**Required task**
Repeat the lines below word for word, starting at the line that contains "Would you mind annotating the white cloud" and ending at the last line.

[BEGIN Provided material]

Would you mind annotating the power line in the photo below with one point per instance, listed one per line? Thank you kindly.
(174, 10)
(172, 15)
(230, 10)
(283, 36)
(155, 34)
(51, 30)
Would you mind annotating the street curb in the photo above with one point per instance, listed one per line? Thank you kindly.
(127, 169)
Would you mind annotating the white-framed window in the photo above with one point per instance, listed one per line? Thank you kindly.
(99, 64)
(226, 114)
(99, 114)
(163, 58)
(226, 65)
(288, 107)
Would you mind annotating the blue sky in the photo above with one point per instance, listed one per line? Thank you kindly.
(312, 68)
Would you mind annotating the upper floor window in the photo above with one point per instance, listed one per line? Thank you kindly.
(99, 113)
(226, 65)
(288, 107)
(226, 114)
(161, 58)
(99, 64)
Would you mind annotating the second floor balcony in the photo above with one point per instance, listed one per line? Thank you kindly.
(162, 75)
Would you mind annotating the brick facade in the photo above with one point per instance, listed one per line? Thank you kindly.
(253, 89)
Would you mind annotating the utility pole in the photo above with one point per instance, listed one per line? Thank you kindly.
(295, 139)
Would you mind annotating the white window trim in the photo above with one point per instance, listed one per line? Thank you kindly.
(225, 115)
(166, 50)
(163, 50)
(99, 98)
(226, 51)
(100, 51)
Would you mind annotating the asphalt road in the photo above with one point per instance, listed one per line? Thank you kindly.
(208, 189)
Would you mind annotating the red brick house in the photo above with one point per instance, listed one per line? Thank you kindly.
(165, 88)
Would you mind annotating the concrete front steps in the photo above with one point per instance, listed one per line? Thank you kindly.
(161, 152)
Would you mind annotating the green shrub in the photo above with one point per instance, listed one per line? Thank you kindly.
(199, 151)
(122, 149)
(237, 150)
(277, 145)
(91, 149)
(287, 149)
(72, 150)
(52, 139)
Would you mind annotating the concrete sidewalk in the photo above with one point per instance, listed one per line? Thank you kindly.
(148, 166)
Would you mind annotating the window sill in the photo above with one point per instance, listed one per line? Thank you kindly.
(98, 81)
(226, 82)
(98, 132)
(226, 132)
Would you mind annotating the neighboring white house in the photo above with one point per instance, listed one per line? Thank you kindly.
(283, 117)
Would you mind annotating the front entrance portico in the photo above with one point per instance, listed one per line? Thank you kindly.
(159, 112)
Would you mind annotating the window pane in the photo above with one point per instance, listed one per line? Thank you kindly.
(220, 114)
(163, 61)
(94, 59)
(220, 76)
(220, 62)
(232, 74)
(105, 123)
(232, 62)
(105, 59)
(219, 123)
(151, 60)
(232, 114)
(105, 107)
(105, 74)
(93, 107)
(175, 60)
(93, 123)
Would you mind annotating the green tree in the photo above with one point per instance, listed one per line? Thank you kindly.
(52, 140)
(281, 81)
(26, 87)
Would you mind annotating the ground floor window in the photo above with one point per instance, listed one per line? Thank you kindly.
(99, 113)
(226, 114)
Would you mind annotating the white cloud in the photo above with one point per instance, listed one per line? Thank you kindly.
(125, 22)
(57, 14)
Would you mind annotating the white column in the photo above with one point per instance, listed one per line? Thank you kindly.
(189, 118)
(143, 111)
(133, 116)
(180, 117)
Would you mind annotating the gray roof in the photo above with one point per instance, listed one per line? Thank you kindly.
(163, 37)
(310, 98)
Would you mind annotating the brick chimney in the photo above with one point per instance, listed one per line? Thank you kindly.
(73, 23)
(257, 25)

[END Provided material]

**Finished answer**
Would you mind annotating the white cloud in the photo above with one point per instance, listed one per line? Thank you kindly.
(125, 22)
(57, 14)
Would you mind annotating the white column in the photo above with one point per instance, listed one per line? Thank you kindly.
(189, 118)
(143, 111)
(133, 116)
(180, 117)
Would you mind annotating the gray roof in the photo above with one point per instance, listed one per line? Thank you kindly.
(163, 37)
(310, 98)
Would you mind annotating the brick chimney in the photo above with one point per instance, listed one per line? Thank you kindly.
(73, 23)
(257, 25)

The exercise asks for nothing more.